─── RECORDS FOR THE EXERCISE
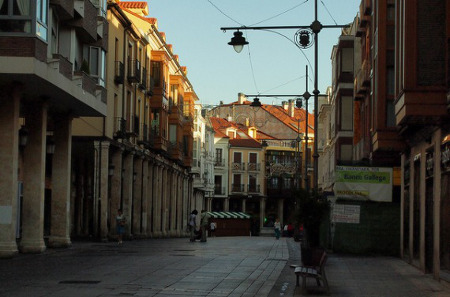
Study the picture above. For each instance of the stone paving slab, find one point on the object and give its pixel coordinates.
(224, 266)
(233, 266)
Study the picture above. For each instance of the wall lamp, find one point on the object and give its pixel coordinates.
(50, 146)
(238, 41)
(23, 136)
(302, 40)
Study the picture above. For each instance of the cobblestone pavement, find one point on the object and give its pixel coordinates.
(223, 266)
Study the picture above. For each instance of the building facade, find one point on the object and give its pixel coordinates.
(421, 101)
(43, 88)
(100, 115)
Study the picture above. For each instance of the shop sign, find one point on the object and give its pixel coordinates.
(445, 156)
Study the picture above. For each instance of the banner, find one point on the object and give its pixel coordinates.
(363, 183)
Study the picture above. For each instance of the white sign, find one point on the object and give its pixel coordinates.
(346, 214)
(363, 183)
──────
**WRITTEN EXERCISE**
Reproduce the records verbatim, omitting all images they contain.

**FULL OUTPUT**
Study the picture above. For each instance of the stone paving slab, find one point on the object and give its pixel coordinates.
(224, 266)
(233, 266)
Study the picture above. For each instance of the wall lamp, find one point on the object and give its pixel coordinates.
(50, 146)
(238, 41)
(23, 136)
(302, 40)
Study the picture above. For each instance of the cobblestone pavement, find one point on the object and give its pixel coordinates.
(223, 266)
Study the picture above. For each instance of the building facade, find one point on the object and give its pixel coordinates.
(421, 101)
(43, 88)
(100, 115)
Study the picture above. For each instance of the shop sign, find one point on the object and give its pixel coordinates.
(445, 156)
Study the picture above. For each instance of the banner, find one point on the object and give its pixel coordinates.
(363, 183)
Study the picture above. For each instance of the white sign, find one point on the object and give its pixel coordinates.
(346, 214)
(363, 183)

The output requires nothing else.